Os dados são, de fato, fulminantes
de qualquer otimismo. Na primeira
metade do século passado, o Brasil
viveu um grande surto de desenvolvimento, com base na riqueza agrícola-exportadora acumulada e mais
os incentivos novos à industrialização acelerada, que geram migrações
internas para centros urbanos absorvedores de mão-de-obra, até
analfabeta. Após crescer na faixa de
4% a 5% ao ano nas primeiras décadas, a taxa de crescimento nacional
salta para 6%, nos anos 50, em seguida vai a 7%, 8% e 9% ao ano (ritmo
"chinês" para aquela época), alternando o comando de governos ditatoriais com outros, escolhidos de
modo mais representativo. Havia,
independentemente do mandante e
do cargo, o "compromisso de crescer" e fazer o país andar rápido. Assim pensavam nossos pais, ensinados por nossos avós e bisavós.
Do final dos anos 70 até hoje, a linha do crescimento brasileiro sofre
um colapso vertical. Trágico. Que
parece, além do mais, definitivo,
quando se observa, após a queda
acentuada da curva, da faixa de 9% a
10% ao ano para nada mais que 2%, a
sua estabilização nesse nível tão baixo, nos últimos 15 anos (o período do
Plano Real). Há, portanto, 30 anos
exatos, desde quando se realizou a
quarta e última Conclap (Conferência Nacional das Classes Produtoras), em novembro de 1977, no Rio
de Janeiro, que as elites dirigentes
deste país se distanciaram do compromisso do crescimento, a tal ponto que conseguimos destruir completamente o vínculo de fidelidade
coletiva ao objetivo de crescer. Nossa geração simplesmente esqueceu a
lição de nossos pais e avós.

**INSTRUÇÃO 1**
Converta os registros em uma tabela Markdown com as colunas "Nº" e "Linha", pondo cada linha com seu número e deixando de fora as linhas em branco. As imagens não devem aparecer na resposta.
O trecho e os registros vêm de fontes diferentes.

(Registros de anotação de posição)
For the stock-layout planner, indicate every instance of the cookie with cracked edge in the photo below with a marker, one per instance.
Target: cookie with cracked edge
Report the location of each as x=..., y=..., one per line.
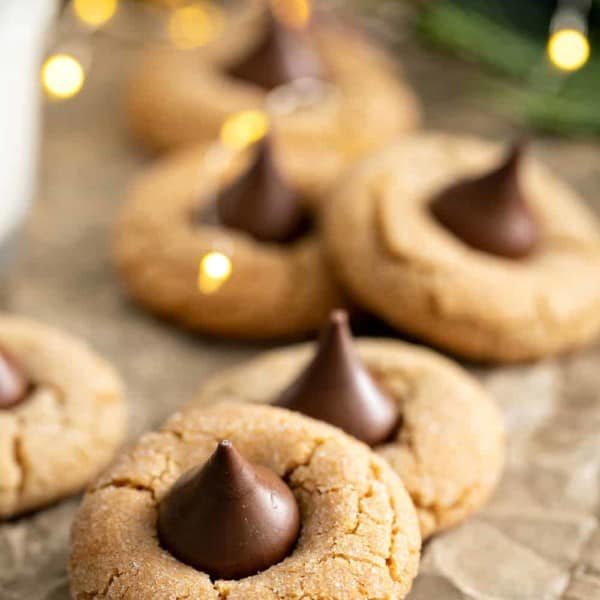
x=359, y=534
x=398, y=261
x=180, y=98
x=275, y=290
x=68, y=425
x=448, y=448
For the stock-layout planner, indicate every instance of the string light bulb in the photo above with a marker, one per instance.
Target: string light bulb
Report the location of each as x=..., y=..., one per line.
x=195, y=25
x=62, y=76
x=215, y=269
x=244, y=129
x=568, y=49
x=95, y=13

**INSTRUÇÃO 2**
Responda com base no trecho citado sobre o crescimento do Brasil:
(a) Para quanto sobe a taxa de crescimento nacional nos anos 50?
(b) Quando e em que cidade se realizou a quarta e última Conclap?
(c) A que nível a taxa de crescimento cai e se estabiliza nos últimos 15 anos?

**RESPOSTA COMPLETA 1**
| Nº | Linha |
|---|---|
| 1 | For the stock-layout planner, indicate every instance of the cookie with cracked edge in the photo below with a marker, one per instance. |
| 2 | Target: cookie with cracked edge |
| 3 | Report the location of each as x=..., y=..., one per line. |
| 4 | x=359, y=534 |
| 5 | x=398, y=261 |
| 6 | x=180, y=98 |
| 7 | x=275, y=290 |
| 8 | x=68, y=425 |
| 9 | x=448, y=448 |
| 10 | For the stock-layout planner, indicate every instance of the string light bulb in the photo above with a marker, one per instance. |
| 11 | Target: string light bulb |
| 12 | Report the location of each as x=..., y=..., one per line. |
| 13 | x=195, y=25 |
| 14 | x=62, y=76 |
| 15 | x=215, y=269 |
| 16 | x=244, y=129 |
| 17 | x=568, y=49 |
| 18 | x=95, y=13 |

**RESPOSTA COMPLETA 2**
(a) Para 6% ao ano.
(b) Em novembro de 1977, no Rio de Janeiro.
(c) A nada mais que 2% ao ano.